Image outline annotation entries:
● ● ● ●

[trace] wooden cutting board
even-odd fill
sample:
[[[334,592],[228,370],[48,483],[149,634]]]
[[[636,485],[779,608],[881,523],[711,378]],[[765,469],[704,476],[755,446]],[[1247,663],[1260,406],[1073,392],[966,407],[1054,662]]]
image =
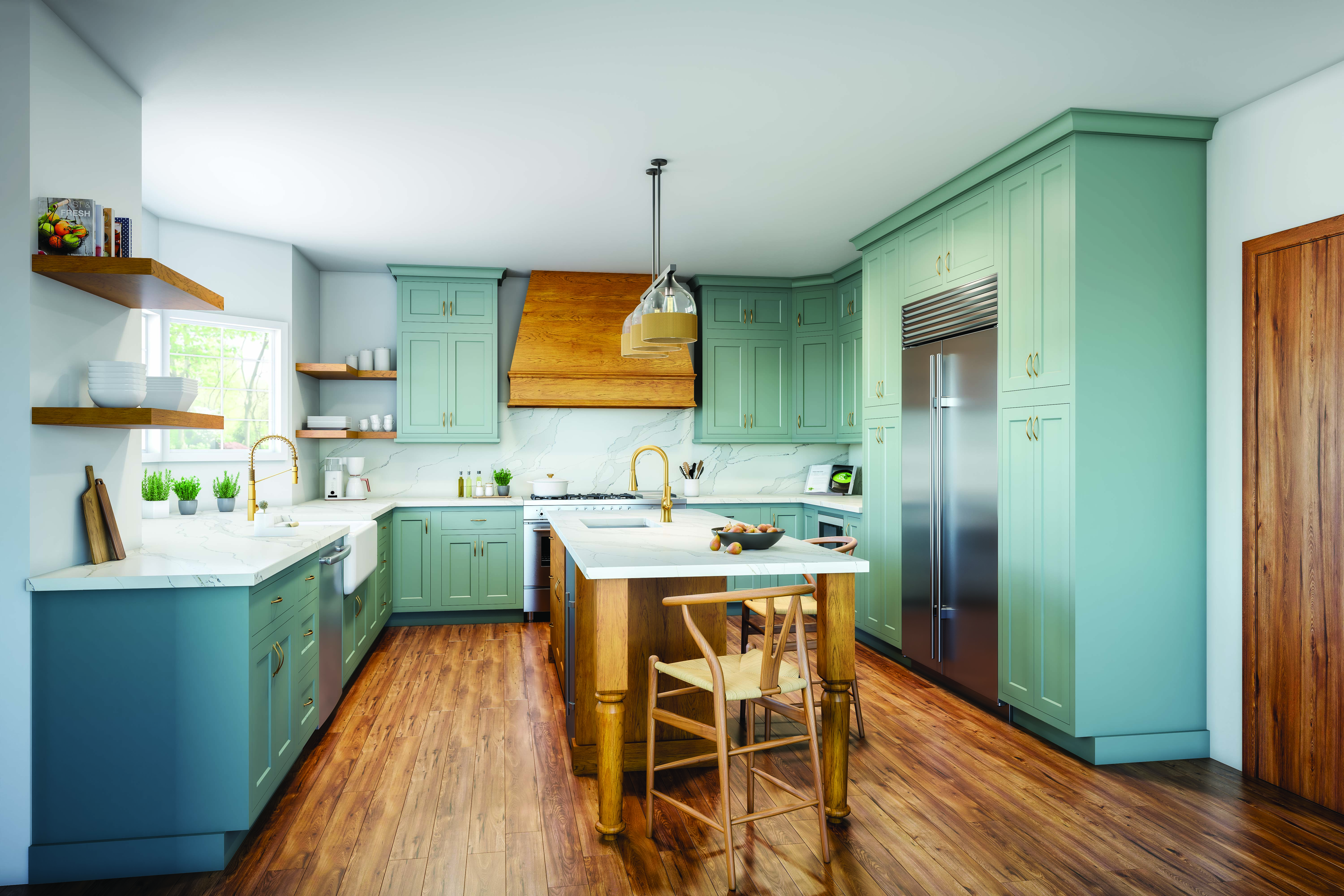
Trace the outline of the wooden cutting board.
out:
[[[106,563],[112,559],[112,551],[108,548],[108,527],[102,524],[102,506],[91,466],[85,467],[85,476],[89,477],[89,490],[79,496],[79,506],[85,514],[85,531],[89,533],[89,555],[93,563]]]

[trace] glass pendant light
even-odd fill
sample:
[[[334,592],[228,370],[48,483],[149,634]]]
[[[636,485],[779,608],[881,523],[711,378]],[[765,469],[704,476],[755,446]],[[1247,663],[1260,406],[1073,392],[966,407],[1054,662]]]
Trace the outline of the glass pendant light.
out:
[[[653,177],[653,283],[644,290],[630,320],[632,345],[652,344],[661,351],[676,351],[696,341],[699,320],[695,297],[677,282],[676,265],[659,271],[663,254],[663,165],[667,159],[653,159],[653,168],[644,173]]]

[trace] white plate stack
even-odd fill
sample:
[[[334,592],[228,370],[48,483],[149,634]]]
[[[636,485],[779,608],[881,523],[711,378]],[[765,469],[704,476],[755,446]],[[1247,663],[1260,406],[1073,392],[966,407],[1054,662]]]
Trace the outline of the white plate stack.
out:
[[[145,377],[145,400],[141,407],[164,411],[188,411],[196,400],[196,380],[188,376]]]
[[[349,429],[348,416],[309,416],[308,429],[310,430],[348,430]]]
[[[140,407],[145,400],[145,365],[89,361],[89,398],[98,407]]]

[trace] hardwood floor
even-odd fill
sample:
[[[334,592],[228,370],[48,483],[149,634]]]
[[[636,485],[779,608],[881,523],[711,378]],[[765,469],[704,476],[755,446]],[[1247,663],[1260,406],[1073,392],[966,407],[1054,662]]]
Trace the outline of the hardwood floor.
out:
[[[595,782],[569,772],[547,631],[387,629],[222,872],[0,893],[722,893],[716,832],[656,803],[644,837],[642,774],[626,775],[626,836],[597,837]],[[857,665],[868,736],[852,742],[832,862],[806,813],[746,825],[739,892],[1344,893],[1344,815],[1212,760],[1094,768],[862,645]],[[775,735],[792,729],[777,719]],[[763,755],[802,783],[800,747]],[[702,811],[718,795],[712,768],[659,782]],[[743,783],[735,764],[735,813]],[[775,794],[758,791],[758,809]]]

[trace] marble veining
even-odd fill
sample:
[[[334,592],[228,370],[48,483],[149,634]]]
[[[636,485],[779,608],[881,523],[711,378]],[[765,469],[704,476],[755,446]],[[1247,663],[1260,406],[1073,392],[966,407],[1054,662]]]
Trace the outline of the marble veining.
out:
[[[583,520],[591,519],[591,513],[583,510],[558,509],[548,516],[551,531],[564,543],[574,564],[590,579],[868,571],[867,560],[788,536],[766,551],[743,551],[739,555],[711,551],[711,527],[723,525],[727,520],[708,510],[675,509],[671,523],[660,523],[656,509],[602,514],[603,521],[629,517],[653,524],[628,529],[590,529]]]
[[[672,461],[673,490],[680,493],[676,465],[704,461],[700,489],[734,493],[801,494],[813,463],[847,463],[847,445],[695,445],[689,410],[663,408],[526,408],[500,404],[499,445],[398,443],[386,439],[323,442],[325,457],[367,458],[363,476],[376,497],[457,494],[458,470],[474,478],[492,469],[513,472],[513,494],[531,493],[530,480],[570,480],[570,492],[625,492],[630,454],[657,445]],[[640,486],[663,485],[657,458],[640,458]]]
[[[304,525],[292,536],[251,535],[246,514],[142,520],[144,547],[125,560],[86,563],[28,579],[30,591],[250,587],[349,533],[349,527]]]

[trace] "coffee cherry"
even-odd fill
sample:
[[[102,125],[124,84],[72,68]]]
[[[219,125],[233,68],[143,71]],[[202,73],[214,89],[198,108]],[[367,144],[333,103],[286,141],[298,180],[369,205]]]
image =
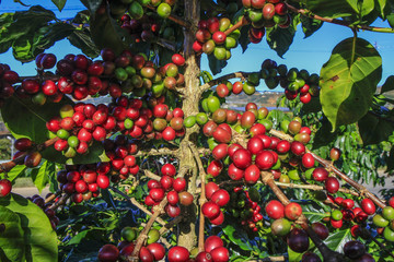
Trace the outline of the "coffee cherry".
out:
[[[265,207],[267,215],[273,219],[285,217],[285,206],[277,200],[271,200]]]
[[[358,259],[366,253],[366,246],[357,240],[345,243],[344,253],[350,259]]]
[[[0,180],[0,198],[7,196],[12,189],[12,183],[8,179]]]
[[[224,245],[223,240],[221,240],[220,237],[210,236],[206,239],[206,241],[204,243],[204,250],[209,253],[216,248],[223,247],[223,245]]]
[[[119,250],[114,245],[105,245],[99,250],[99,261],[116,262],[119,257]]]
[[[308,234],[300,228],[293,228],[290,231],[287,242],[289,245],[289,248],[298,253],[305,252],[310,243]]]
[[[375,207],[374,203],[370,199],[363,199],[361,201],[361,209],[368,215],[373,215],[375,213],[375,211],[376,211],[376,207]]]
[[[202,214],[209,219],[215,219],[220,214],[219,205],[211,201],[204,203],[201,211]]]
[[[325,180],[325,189],[328,193],[336,193],[339,190],[339,181],[335,177],[329,177]]]
[[[169,262],[184,262],[189,258],[189,252],[186,248],[175,246],[169,250]]]

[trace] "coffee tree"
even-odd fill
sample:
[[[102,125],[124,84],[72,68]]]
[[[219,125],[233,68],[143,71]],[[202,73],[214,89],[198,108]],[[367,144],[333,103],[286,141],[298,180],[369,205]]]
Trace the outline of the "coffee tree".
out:
[[[394,33],[391,1],[81,2],[66,21],[40,5],[0,19],[1,50],[37,68],[0,64],[18,139],[0,165],[1,261],[393,260],[394,198],[359,183],[393,168],[394,78],[378,88],[382,58],[359,37]],[[256,71],[212,76],[237,46],[265,36],[282,57],[297,26],[324,22],[354,37],[320,75],[258,53]],[[83,55],[46,51],[65,38]],[[289,112],[224,104],[259,84]],[[12,193],[22,175],[53,193]]]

● ● ● ●

■ What the exercise asks
Without including any picture, retype the entries exactly.

■ Task result
[trace] wooden cutting board
even-odd fill
sample:
[[[334,592],[228,370],[48,483],[149,634]]]
[[[636,485],[779,608],[881,523],[711,378]],[[765,469],[704,476],[755,446]],[[1247,663],[1260,406],[1073,392],[966,407],[1054,662]]]
image =
Trace the outline of the wooden cutting board.
out:
[[[106,563],[112,559],[112,551],[108,548],[108,527],[102,524],[102,506],[91,466],[85,467],[85,476],[89,477],[89,490],[79,496],[79,506],[85,514],[85,531],[89,533],[89,555],[93,563]]]

[trace] glass pendant light
even-odd fill
sample:
[[[334,592],[228,370],[48,483],[149,634]]]
[[[636,485],[779,608],[881,523],[711,378]],[[765,469],[704,476],[755,446]],[[1247,663],[1260,406],[1073,392],[966,407],[1054,662]]]
Trace the outline of the glass pendant light.
out:
[[[653,177],[653,283],[644,290],[630,320],[632,345],[652,344],[661,351],[676,351],[696,341],[699,320],[695,297],[677,282],[676,265],[659,271],[663,254],[663,165],[667,159],[653,159],[653,168],[644,173]]]

[trace] white plate stack
even-odd fill
sample:
[[[334,592],[228,370],[48,483],[149,634]]]
[[[636,485],[779,608],[881,523],[711,378]],[[765,469],[704,476],[755,446]],[[1247,663],[1260,406],[1073,392],[966,407],[1054,662]]]
Trace the outline of the white plate stack.
out:
[[[145,377],[145,400],[141,407],[164,411],[188,411],[196,400],[196,380],[188,376]]]
[[[349,429],[348,416],[309,416],[308,429],[310,430],[348,430]]]
[[[140,407],[145,400],[145,365],[89,361],[89,398],[98,407]]]

[trace] hardwood floor
even-odd fill
sample:
[[[334,592],[228,370],[48,483],[149,634]]]
[[[636,485],[779,608],[881,523],[711,378]],[[765,469],[704,476],[755,446]],[[1247,663],[1260,406],[1073,392],[966,407],[1054,662]]]
Trace the outline of the hardwood floor.
out:
[[[595,782],[569,772],[547,631],[387,629],[222,872],[0,893],[722,893],[716,832],[656,803],[644,837],[642,774],[626,775],[626,836],[597,837]],[[857,665],[868,736],[852,742],[832,862],[806,813],[746,825],[739,892],[1344,893],[1344,815],[1212,760],[1094,768],[862,645]],[[775,735],[792,729],[777,719]],[[763,755],[802,783],[800,747]],[[702,811],[718,795],[712,768],[659,782]],[[743,783],[735,764],[735,813]],[[775,794],[758,791],[758,809]]]

[trace] marble veining
even-odd fill
sample:
[[[334,592],[228,370],[48,483],[149,634]]]
[[[636,485],[779,608],[881,523],[711,378]],[[765,469],[704,476],[755,446]],[[1247,663],[1260,406],[1073,392],[966,407],[1054,662]]]
Trace the outline of the marble veining.
out:
[[[583,520],[591,519],[591,513],[583,510],[558,509],[548,516],[551,531],[564,543],[574,564],[590,579],[868,571],[867,560],[788,536],[766,551],[743,551],[739,555],[711,551],[711,527],[723,525],[727,520],[708,510],[675,509],[671,523],[660,523],[656,509],[602,514],[603,521],[629,517],[653,524],[628,529],[590,529]]]
[[[672,461],[673,490],[680,493],[676,465],[704,461],[700,489],[734,493],[801,494],[813,463],[847,463],[847,445],[695,445],[689,410],[663,408],[526,408],[500,404],[499,445],[398,443],[386,439],[323,442],[325,457],[367,458],[363,476],[376,497],[457,494],[458,470],[474,478],[492,469],[513,472],[513,494],[531,493],[530,480],[570,480],[570,492],[625,492],[630,454],[657,445]],[[640,486],[663,485],[657,458],[640,458]]]
[[[304,525],[292,536],[251,535],[246,514],[142,520],[144,547],[125,560],[86,563],[28,579],[30,591],[250,587],[349,533],[349,527]]]

[trace] "coffee cherry"
even-odd fill
sample:
[[[102,125],[124,84],[72,68]]]
[[[219,125],[233,68],[143,71]],[[202,73],[214,89],[198,108]],[[367,144],[333,103],[286,141],[298,180],[369,205]]]
image =
Trace the outline of the "coffee cherry".
out:
[[[265,207],[267,215],[273,219],[285,217],[285,206],[277,200],[271,200]]]
[[[358,259],[366,253],[366,246],[357,240],[345,243],[344,253],[350,259]]]
[[[0,180],[0,198],[7,196],[12,189],[12,183],[8,179]]]
[[[224,245],[223,240],[221,240],[220,237],[210,236],[206,239],[206,241],[204,243],[204,250],[209,253],[216,248],[223,247],[223,245]]]
[[[119,250],[114,245],[105,245],[99,250],[99,261],[116,262],[119,257]]]
[[[308,234],[300,228],[293,228],[290,231],[287,242],[289,245],[289,248],[298,253],[305,252],[310,243]]]
[[[375,207],[374,203],[370,199],[363,199],[361,201],[361,209],[368,215],[373,215],[375,213],[375,211],[376,211],[376,207]]]
[[[202,214],[209,219],[215,219],[220,214],[219,205],[211,201],[204,203],[201,211]]]
[[[325,180],[325,189],[328,193],[336,193],[339,190],[339,181],[335,177],[329,177]]]
[[[169,262],[184,262],[189,258],[189,252],[186,248],[175,246],[169,250]]]

[trace] "coffee tree"
even-odd fill
sample:
[[[102,125],[124,84],[72,68]]]
[[[219,125],[233,68],[143,71]],[[202,73],[214,89],[198,108]],[[367,144],[333,103],[286,141],[298,180],[369,205]]]
Trace the outline of the "coffee tree".
out:
[[[394,33],[391,1],[81,2],[66,21],[40,5],[0,19],[1,50],[37,68],[0,64],[18,139],[0,165],[1,261],[393,260],[394,198],[359,183],[393,168],[394,78],[378,88],[382,58],[359,37]],[[256,71],[212,76],[237,46],[265,36],[282,57],[297,26],[324,22],[354,37],[320,75],[258,53]],[[83,55],[46,51],[65,38]],[[289,112],[224,104],[259,84]],[[12,193],[22,175],[53,193]]]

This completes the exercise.